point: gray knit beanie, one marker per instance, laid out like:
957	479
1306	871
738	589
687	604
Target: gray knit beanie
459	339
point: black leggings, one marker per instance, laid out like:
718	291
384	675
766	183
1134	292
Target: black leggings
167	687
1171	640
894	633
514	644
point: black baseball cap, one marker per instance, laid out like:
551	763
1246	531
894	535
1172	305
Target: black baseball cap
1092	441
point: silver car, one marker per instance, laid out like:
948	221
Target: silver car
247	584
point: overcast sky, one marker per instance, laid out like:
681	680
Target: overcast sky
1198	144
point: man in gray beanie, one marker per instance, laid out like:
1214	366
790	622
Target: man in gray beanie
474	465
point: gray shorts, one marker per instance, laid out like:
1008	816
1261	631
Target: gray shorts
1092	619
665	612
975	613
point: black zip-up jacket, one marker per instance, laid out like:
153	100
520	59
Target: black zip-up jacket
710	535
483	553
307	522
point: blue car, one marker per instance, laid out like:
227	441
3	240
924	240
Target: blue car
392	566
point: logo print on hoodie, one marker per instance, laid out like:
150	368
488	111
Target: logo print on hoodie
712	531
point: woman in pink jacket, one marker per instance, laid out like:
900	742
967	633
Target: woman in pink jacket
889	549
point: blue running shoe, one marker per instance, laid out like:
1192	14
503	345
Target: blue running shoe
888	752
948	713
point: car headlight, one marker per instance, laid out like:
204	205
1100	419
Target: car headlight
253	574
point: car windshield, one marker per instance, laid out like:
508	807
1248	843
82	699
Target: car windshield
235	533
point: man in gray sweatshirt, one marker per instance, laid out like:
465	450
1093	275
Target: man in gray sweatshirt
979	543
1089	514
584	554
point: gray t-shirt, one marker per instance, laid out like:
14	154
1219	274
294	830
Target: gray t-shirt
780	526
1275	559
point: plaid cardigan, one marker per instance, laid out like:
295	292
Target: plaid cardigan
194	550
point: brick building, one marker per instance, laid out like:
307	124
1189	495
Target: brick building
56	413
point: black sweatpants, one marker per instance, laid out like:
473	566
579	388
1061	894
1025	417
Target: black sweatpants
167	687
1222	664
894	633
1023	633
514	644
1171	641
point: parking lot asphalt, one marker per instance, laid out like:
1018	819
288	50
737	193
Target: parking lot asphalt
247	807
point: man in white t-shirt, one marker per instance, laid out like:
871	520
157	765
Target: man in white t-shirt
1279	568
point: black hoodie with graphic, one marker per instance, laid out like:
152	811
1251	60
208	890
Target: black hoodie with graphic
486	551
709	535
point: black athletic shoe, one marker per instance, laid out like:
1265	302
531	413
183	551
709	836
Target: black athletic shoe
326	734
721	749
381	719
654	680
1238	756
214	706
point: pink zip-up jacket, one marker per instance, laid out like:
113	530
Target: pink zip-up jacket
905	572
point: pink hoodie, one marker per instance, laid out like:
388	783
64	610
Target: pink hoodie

───

=== Objective ===
Extract the entries above verbatim.

=== Task response ===
point: gray knit beanie, one marker per instance, laid out like:
957	479
1306	871
738	589
687	604
Target: gray knit beanie
459	339
point: black leggings, one marker per instance, laid out like:
718	291
384	675
766	183
1134	292
Target: black leggings
167	687
1171	640
894	633
514	644
point: black baseball cap, one marker per instance, laid out like:
551	763
1246	531
894	535
1172	305
Target: black baseball cap
1092	441
point: silver car, one marker per instance, laid out like:
948	221
Target: silver car
247	584
point: overcast sky, one marker per instance, laid out like:
681	680
Target: overcast sky
1198	144
point: man in gray beanie, one marker per instance, laid out like:
1214	366
790	622
Target: man in gray beanie
474	465
point: gray shorts, one marker per instance, laid out like:
1008	816
1261	631
Target: gray shorts
1092	619
665	612
975	613
point: black zip-up jacket, one marker per instance, laid out like:
153	100
520	59
Target: black zip-up jacket
710	535
483	553
307	522
point: blue car, one marker per instance, laid out like:
227	441
3	240
924	240
Target: blue car
392	566
point: logo print on hoodie, one marker per instance, laid out like:
150	368
488	111
Target: logo print on hoodie
712	531
point: woman in pink jacket, one marker per instance, laid out like:
900	742
967	633
Target: woman in pink jacket
889	549
point: blue running shoe, one marker per instance, laid out like:
1192	14
503	345
Target: blue running shoe
888	752
948	713
point: car headlight, one marker per instance, laid out like:
204	205
1100	419
Target: car headlight
253	574
point: car windshield, one marker per instance, laid out like:
508	807
1248	843
82	699
Target: car windshield
235	533
point: man in gray sweatshirt, one marker per instance, laid out like:
465	450
1093	275
Target: man in gray sweatshirt
979	543
1089	514
584	554
point: gray t-shirt, one marker per instance, laid out like:
14	154
1219	274
294	830
Target: gray t-shirt
780	526
1275	559
point: plaid cardigan, one marker per instance, laid out like:
295	292
Target: plaid cardigan
194	550
point: brick building, one marker per instance, laid out like:
307	124
1189	495
Target: brick building
56	413
point: black sweatpants, one marker per instance, laid out like:
473	566
579	388
1061	894
1025	417
Target: black sweatpants
167	687
1222	664
894	633
1023	633
514	644
1171	641
point: parking lot asphalt, one marker per instance, laid out like:
1018	819
288	50
737	193
Target: parking lot asphalt
247	807
point: man in white t-shirt, one marker per instance, laid out like:
871	520
157	765
Target: man in white t-shirt
1279	568
point: black hoodie with graphic, one marker per instance, laid out like:
152	811
1251	60
208	890
Target: black hoodie with graphic
486	551
709	535
point: black athletic shoe, one marker per instance, laid out like:
1265	302
531	413
183	551
709	836
Target: black athletic shoe
326	734
721	749
381	719
654	680
1238	756
214	706
point: pink zip-up jacket, one marker per instance, laid out like:
113	530
Target: pink zip-up jacket
905	572
point: pink hoodie, one marker per instance, laid out like:
388	783
64	610
Target: pink hoodie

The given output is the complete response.